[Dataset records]

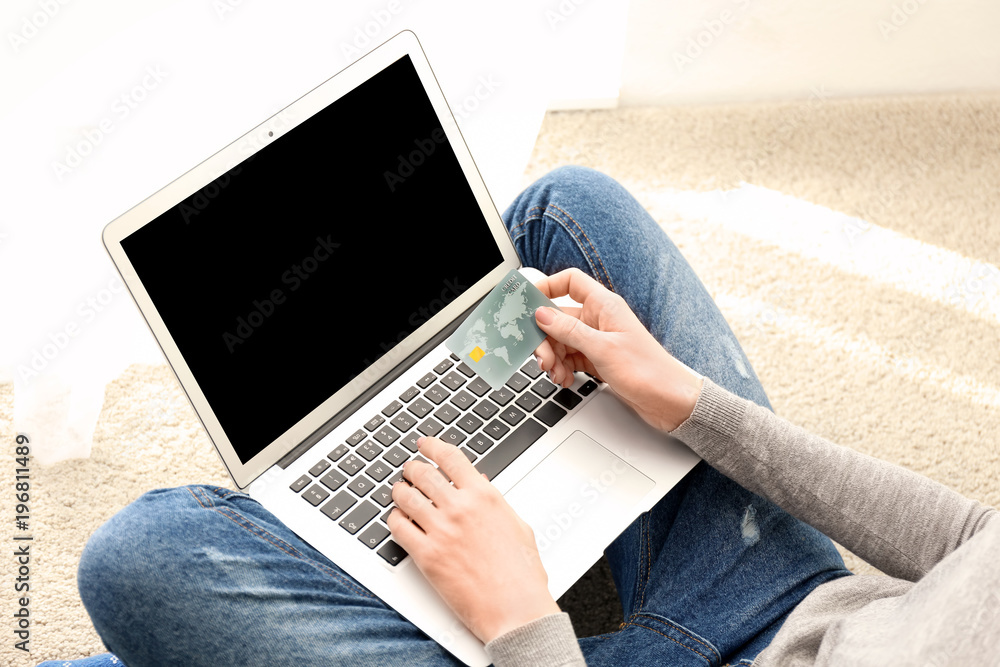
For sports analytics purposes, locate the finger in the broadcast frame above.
[392,482,435,530]
[417,437,479,489]
[385,507,426,553]
[535,306,598,358]
[403,456,456,504]
[535,268,610,303]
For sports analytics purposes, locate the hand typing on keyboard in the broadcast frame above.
[535,269,701,431]
[388,437,559,643]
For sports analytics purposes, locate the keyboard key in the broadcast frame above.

◆ **EXERCISE DETAILS**: Could you recast all the material above as a numbered list, with blank lines and the pictures left out?

◆ **RESPONSE FOR THIS EXERCISE**:
1. For sports analytics purposes, locate the finger in the broadcast frame above.
2. [392,482,435,530]
3. [417,437,479,489]
4. [385,507,426,553]
5. [535,306,598,358]
6. [403,456,456,504]
7. [535,268,610,303]
8. For sports analytics purposes, locate the hand typing on keyboard in the broadcast frame above.
9. [535,269,701,431]
10. [388,437,559,643]
11. For sports analytics purposes, locate the keyboard key in the broadcast frame above.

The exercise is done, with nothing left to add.